## Exercise directions
Reproduce the lines from the one containing "Where can the arm" through the end of the records, requests included. Multiply every answer coordinate by 1.75 and round it to a whole number, with halves rounded up. Leave the requests and their sample coordinates unchanged.

Records from a data source:
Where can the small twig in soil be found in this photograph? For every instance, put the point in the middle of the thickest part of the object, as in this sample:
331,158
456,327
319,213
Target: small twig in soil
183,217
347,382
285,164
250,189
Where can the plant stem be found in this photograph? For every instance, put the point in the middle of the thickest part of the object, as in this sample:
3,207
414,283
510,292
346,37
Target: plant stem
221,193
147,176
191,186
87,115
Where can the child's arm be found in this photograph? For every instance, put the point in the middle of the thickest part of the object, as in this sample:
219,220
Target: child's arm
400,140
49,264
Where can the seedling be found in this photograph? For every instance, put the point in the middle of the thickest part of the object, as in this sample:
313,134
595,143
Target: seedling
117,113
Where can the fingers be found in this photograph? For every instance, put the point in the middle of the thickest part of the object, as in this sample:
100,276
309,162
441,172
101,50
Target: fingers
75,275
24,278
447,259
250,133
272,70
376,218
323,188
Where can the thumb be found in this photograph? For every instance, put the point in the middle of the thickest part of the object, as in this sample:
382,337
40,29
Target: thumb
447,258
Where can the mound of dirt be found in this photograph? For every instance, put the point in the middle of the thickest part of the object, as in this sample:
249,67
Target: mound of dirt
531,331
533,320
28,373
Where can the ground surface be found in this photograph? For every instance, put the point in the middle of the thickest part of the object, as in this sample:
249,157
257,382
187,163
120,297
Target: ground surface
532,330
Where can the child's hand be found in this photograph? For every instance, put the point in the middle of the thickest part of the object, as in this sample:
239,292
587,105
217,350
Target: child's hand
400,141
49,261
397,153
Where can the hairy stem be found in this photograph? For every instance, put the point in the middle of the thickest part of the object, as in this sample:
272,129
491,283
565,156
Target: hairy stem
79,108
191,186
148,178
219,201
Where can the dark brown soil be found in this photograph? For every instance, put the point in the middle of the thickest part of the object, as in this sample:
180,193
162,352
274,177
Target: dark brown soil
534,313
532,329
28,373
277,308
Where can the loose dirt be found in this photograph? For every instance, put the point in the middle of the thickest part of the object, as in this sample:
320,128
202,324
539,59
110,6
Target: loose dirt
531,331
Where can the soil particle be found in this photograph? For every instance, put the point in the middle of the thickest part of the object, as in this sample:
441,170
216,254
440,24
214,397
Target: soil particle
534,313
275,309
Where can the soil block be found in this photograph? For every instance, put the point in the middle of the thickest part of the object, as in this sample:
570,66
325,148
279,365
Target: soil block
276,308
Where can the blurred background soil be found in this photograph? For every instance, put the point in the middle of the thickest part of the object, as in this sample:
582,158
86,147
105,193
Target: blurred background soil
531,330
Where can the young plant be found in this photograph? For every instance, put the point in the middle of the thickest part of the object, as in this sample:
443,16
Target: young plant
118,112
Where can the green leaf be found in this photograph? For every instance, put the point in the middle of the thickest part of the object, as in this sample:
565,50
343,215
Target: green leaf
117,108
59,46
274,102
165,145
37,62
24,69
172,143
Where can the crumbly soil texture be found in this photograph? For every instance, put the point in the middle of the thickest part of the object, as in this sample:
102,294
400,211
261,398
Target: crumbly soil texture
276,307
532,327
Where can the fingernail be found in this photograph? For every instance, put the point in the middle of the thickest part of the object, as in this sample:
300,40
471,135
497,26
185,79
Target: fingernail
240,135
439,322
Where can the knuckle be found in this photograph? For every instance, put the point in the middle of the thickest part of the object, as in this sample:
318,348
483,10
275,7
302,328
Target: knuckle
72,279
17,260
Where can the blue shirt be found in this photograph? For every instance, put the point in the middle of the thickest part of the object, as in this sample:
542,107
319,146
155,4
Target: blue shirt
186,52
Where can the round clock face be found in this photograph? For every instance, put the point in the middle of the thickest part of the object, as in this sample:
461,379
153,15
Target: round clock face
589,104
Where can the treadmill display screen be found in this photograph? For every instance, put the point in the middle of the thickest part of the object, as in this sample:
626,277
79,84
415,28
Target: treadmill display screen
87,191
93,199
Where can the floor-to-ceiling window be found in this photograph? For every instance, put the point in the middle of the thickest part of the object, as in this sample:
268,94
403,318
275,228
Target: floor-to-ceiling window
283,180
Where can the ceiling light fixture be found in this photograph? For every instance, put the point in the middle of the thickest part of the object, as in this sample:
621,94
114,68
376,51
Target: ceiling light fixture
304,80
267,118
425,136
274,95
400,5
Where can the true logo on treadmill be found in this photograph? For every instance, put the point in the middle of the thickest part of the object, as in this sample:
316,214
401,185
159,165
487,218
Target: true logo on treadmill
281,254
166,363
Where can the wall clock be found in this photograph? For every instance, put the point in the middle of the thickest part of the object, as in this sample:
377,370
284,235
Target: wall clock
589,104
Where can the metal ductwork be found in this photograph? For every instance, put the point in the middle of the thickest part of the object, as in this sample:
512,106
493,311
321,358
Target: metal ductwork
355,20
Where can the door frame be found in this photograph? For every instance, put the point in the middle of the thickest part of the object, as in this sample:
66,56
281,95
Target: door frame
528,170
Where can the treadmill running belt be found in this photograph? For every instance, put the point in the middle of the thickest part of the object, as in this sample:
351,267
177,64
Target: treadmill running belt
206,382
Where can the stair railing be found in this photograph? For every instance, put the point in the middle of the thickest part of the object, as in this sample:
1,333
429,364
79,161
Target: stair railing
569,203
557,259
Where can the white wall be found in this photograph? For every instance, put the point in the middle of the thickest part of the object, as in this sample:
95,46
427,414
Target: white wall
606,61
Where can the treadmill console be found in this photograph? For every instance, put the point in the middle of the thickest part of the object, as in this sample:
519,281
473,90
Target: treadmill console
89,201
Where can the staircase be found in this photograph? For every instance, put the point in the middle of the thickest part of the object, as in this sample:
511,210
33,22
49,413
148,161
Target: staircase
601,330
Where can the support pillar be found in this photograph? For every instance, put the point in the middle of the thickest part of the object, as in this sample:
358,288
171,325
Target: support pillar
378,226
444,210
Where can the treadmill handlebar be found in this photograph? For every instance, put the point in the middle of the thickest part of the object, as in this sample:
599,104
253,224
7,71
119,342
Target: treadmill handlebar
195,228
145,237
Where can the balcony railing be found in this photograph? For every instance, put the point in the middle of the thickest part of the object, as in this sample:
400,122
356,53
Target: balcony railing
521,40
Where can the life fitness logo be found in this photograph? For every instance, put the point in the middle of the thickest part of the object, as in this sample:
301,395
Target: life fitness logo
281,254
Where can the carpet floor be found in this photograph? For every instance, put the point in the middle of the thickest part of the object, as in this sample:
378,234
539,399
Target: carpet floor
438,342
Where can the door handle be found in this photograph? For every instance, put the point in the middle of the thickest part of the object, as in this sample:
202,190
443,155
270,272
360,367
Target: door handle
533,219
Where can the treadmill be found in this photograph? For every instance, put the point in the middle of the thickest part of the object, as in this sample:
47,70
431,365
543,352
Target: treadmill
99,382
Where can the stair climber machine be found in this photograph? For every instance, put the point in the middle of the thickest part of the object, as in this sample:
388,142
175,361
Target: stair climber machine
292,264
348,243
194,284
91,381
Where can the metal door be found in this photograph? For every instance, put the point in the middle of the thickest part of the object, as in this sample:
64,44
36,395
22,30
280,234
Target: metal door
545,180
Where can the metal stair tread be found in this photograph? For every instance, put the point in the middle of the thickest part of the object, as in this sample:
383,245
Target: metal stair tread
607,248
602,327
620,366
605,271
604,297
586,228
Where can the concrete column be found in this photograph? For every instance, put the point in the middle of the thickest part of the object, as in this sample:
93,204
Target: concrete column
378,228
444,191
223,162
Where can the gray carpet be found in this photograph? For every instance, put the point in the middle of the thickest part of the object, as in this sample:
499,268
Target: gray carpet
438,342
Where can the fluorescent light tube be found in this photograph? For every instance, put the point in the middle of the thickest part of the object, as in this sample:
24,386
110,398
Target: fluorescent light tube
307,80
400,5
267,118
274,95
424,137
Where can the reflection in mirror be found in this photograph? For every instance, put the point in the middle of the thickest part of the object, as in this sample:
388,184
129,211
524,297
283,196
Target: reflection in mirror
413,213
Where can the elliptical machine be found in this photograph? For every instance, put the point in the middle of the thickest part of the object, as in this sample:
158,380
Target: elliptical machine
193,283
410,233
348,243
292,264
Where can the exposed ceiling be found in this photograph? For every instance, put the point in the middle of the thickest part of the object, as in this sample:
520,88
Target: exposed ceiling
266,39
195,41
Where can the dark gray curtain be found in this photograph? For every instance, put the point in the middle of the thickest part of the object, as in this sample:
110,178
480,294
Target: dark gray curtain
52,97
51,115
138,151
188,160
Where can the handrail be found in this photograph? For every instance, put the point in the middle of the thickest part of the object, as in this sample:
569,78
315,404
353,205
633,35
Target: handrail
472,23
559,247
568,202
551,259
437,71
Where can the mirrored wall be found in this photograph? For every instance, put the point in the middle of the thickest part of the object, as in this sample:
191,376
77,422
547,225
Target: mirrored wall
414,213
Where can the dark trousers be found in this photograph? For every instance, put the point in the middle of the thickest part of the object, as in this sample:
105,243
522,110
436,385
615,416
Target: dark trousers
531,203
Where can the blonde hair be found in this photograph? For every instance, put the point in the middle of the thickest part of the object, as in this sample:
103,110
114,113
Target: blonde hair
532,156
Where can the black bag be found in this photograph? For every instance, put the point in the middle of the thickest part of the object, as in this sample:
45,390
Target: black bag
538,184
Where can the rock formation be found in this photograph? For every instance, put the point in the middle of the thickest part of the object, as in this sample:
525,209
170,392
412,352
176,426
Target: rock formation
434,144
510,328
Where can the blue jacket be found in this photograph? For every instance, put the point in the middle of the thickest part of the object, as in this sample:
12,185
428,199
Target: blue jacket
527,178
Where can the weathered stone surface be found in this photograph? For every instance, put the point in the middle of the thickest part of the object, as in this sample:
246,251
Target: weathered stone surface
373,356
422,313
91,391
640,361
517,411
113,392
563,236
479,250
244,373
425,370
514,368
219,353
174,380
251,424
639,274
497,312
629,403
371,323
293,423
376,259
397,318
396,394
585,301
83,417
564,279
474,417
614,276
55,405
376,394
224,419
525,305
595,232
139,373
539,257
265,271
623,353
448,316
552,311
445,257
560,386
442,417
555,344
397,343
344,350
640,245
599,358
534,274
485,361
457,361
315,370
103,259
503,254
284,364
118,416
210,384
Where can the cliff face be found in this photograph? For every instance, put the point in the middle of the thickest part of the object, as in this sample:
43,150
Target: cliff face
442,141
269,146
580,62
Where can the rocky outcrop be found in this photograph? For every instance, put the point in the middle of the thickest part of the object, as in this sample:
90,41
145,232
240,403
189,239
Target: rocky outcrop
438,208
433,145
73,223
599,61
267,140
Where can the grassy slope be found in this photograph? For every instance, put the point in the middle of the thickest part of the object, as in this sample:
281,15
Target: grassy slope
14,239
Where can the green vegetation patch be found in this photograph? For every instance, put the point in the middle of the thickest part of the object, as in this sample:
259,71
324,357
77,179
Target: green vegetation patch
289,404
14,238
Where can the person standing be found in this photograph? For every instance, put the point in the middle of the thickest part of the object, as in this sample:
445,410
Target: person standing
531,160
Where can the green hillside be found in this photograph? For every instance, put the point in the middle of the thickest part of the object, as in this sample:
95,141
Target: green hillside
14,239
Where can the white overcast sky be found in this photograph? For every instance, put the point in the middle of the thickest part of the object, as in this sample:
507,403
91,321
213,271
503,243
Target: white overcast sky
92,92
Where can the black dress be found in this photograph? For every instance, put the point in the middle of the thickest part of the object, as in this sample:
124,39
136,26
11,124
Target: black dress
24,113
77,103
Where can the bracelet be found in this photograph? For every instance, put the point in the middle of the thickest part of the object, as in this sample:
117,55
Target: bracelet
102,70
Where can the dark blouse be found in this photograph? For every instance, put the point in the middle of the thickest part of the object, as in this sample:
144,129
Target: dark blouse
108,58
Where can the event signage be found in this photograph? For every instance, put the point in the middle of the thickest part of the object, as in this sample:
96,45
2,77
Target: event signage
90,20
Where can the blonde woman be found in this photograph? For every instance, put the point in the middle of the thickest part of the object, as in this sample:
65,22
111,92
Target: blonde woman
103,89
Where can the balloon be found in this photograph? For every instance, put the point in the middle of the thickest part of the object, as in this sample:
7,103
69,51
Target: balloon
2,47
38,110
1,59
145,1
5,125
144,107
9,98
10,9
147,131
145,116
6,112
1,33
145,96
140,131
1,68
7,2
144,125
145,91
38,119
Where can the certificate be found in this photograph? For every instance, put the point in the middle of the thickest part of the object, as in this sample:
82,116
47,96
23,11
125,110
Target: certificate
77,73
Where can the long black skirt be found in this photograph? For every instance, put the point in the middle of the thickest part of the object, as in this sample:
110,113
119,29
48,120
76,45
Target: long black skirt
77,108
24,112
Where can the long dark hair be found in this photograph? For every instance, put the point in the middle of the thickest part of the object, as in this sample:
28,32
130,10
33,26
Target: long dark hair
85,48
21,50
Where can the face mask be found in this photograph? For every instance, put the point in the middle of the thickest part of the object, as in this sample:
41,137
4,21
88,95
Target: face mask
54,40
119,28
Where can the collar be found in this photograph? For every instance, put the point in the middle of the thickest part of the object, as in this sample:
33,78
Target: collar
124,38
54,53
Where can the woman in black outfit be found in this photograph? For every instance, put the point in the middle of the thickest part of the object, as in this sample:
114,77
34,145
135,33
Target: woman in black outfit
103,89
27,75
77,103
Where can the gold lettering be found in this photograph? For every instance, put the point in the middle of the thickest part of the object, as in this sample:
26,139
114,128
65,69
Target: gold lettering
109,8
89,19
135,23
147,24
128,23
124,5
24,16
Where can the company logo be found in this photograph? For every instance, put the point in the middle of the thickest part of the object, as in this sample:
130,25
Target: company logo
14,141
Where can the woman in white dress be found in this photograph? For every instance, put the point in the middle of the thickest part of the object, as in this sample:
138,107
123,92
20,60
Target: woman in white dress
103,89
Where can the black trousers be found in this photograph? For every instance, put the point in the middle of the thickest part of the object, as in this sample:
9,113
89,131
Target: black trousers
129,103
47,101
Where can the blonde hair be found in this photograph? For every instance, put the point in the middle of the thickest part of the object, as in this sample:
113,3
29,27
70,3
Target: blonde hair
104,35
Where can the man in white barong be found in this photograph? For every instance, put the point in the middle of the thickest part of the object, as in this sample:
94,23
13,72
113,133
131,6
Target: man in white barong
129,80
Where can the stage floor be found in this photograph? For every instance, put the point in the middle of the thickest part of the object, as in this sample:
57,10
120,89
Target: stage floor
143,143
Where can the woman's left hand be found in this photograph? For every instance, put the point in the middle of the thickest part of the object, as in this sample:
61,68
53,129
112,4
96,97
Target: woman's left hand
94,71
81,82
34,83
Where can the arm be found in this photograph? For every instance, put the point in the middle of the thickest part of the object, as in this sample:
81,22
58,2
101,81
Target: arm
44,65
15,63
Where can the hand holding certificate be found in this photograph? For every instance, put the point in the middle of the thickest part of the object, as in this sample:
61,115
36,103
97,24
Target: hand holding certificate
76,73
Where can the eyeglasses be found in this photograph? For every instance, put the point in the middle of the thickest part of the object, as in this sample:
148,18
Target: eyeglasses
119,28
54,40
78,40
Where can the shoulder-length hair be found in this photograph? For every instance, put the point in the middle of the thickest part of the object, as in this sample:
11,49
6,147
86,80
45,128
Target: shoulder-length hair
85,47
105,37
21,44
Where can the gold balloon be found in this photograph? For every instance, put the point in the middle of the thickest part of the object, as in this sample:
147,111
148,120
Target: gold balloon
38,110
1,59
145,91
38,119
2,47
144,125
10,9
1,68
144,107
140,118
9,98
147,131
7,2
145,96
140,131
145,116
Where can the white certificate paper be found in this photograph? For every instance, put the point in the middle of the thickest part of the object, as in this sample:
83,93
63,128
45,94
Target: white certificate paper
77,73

## Written response
Where can the arm be found in this photograph? For every instance, put the point in the middle of the thickest part of the object, as in this sample:
81,22
58,2
101,81
Target: arm
77,114
26,110
Where can the hand holding certificate be found in this photograph? For every instance, put the point in the middle of the thickest part of the object, as in this sample:
61,115
36,103
97,24
Target: hand holding certificate
133,128
Where can the eyeglasses be found in this photograph? For every instance, put the point in the middle of the thickest part of the object, as in this sample:
148,18
Target: eyeglasses
208,49
95,70
137,70
Where can the shoulder-length hair be found in this photograph? For every instance, put the point in the middle of the thickest part of the object, as in this sample:
11,49
6,147
86,80
45,128
Target: shoulder-length hair
149,82
184,65
37,77
Where can the gold balloon be found in this photograph? For every instance, put the point in the middle of the thickest part of the object, as in this sample:
147,111
148,120
Target: gold balloon
67,193
2,103
254,159
67,208
4,82
252,219
18,16
2,119
252,187
245,207
16,172
257,229
12,4
254,168
245,229
254,203
Where can the white certificate paper be found in this photograph? For every instance, put the point in the middle of the thickest part of the object, as in this sample:
83,93
63,128
45,94
Target: white certificate paper
135,128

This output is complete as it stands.